_GIVEN EXERCISE_. Extract every line below that contains the word "snow", treating uppercase and lowercase as distinct.

[start RECORDS PROVIDED]

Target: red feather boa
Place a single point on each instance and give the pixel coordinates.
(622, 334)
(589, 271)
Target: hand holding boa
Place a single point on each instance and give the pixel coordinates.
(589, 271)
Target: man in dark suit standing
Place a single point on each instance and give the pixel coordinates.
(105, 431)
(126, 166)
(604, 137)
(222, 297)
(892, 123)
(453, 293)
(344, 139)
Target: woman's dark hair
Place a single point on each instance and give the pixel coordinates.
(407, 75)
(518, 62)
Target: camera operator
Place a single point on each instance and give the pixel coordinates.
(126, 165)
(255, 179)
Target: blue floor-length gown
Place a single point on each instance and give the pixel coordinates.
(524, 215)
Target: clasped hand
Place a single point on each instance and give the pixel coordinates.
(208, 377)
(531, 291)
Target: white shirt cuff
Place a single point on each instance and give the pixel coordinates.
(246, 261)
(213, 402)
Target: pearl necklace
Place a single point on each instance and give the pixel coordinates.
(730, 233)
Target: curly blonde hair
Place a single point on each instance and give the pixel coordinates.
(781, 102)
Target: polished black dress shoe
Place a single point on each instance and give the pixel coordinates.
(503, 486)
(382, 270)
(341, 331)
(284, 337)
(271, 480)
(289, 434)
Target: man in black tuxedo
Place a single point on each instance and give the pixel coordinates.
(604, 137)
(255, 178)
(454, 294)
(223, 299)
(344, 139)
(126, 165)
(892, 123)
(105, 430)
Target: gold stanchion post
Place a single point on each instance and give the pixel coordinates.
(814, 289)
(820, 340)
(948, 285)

[end RECORDS PROVIDED]
[start RECORDS PROVIDED]

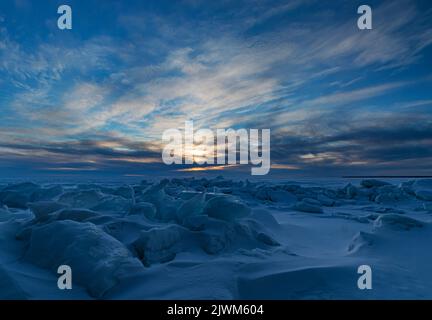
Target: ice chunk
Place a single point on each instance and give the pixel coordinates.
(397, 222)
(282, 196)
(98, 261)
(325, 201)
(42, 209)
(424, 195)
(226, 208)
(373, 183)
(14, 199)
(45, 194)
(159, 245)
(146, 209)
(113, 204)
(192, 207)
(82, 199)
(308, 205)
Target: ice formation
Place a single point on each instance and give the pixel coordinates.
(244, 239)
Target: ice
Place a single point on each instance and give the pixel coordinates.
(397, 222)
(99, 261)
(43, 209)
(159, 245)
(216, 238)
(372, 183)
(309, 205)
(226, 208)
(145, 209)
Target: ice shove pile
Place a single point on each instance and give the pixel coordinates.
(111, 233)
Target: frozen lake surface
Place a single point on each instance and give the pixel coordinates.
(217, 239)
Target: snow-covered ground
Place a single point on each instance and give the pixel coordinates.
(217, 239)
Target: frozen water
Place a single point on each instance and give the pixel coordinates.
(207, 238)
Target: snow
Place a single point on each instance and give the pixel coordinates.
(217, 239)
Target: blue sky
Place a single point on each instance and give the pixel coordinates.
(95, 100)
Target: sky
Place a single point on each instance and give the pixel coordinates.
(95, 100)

[end RECORDS PROVIDED]

_ANSWER TO THE PROBLEM_.
Target: snow-covered ground
Target: snow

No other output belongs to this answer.